From the logistic regression model applied to all donors, female donors (aOR = 9.58; 95% CI: 4.52–23.71), first-time donors (aOR = 13.36; 95% CI: 2.09–278.24) and VNRBDs (aOR = 58.07; 95% CI: 10.84–1084.85) had significantly higher adjusted odds of deferral for low haemoglobin (based on outcome of the copper sulphate test or HemoCue result at the time of attempt donation) compared to male, repeat and FRD donors, respectively, when adjusted for age, donor type (repeat/first-time) and type of donation (VNRBD/FRD) (Table 2).

• _Task brief_
Using the text on blood donor deferral, explain how low hemoglobin was determined and which factors the odds of deferral were adjusted for.

• _Extracted entries_
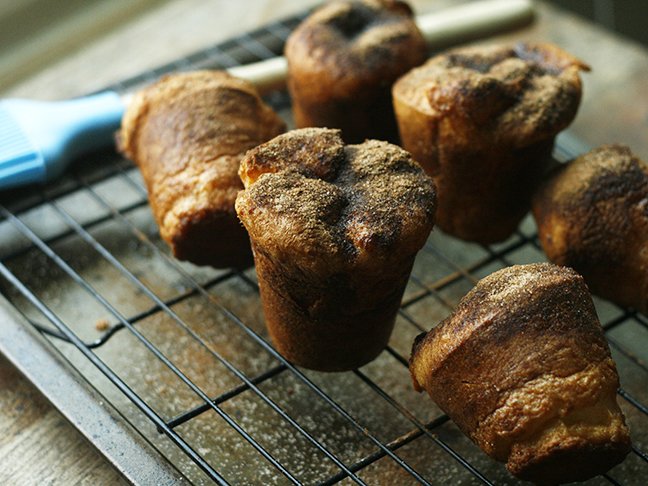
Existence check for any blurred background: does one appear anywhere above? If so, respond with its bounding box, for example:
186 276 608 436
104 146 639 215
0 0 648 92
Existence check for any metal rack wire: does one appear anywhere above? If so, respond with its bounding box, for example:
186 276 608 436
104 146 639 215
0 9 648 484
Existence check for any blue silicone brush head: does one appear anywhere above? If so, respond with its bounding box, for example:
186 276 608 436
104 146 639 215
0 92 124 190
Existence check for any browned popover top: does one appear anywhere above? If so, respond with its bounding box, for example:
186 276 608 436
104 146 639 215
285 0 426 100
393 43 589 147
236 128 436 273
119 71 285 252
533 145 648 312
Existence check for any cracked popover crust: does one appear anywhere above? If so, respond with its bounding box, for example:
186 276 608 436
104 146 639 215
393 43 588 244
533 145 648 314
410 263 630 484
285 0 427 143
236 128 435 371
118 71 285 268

...

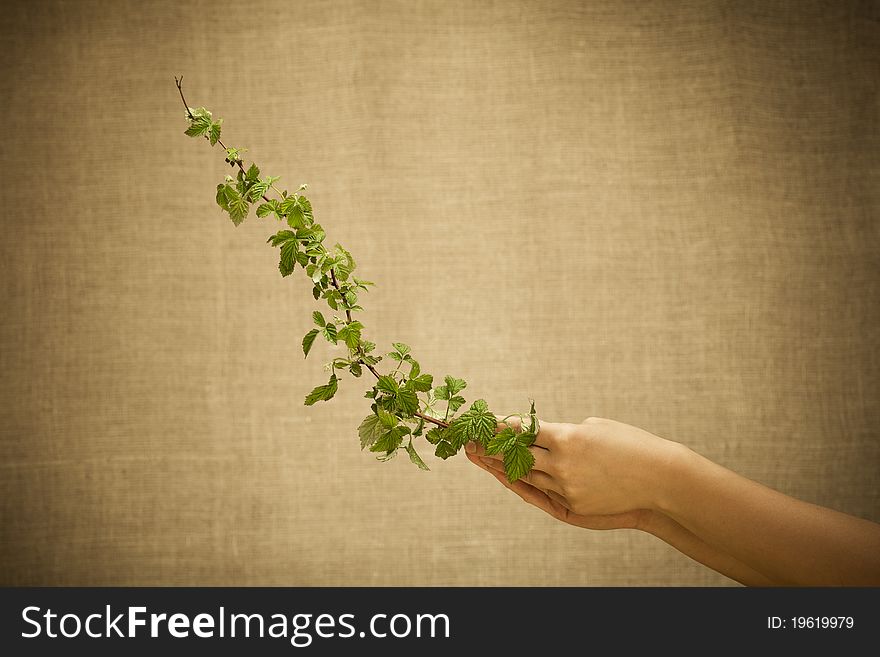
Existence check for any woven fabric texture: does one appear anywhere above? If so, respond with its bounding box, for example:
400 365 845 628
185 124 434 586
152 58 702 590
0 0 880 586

• _Task response_
Low hemoglobin was judged from the copper sulphate test or the HemoCue result taken when the donor attempted to donate. The odds were adjusted for age, donor type (repeat or first-time), and type of donation (VNRBD or FRD).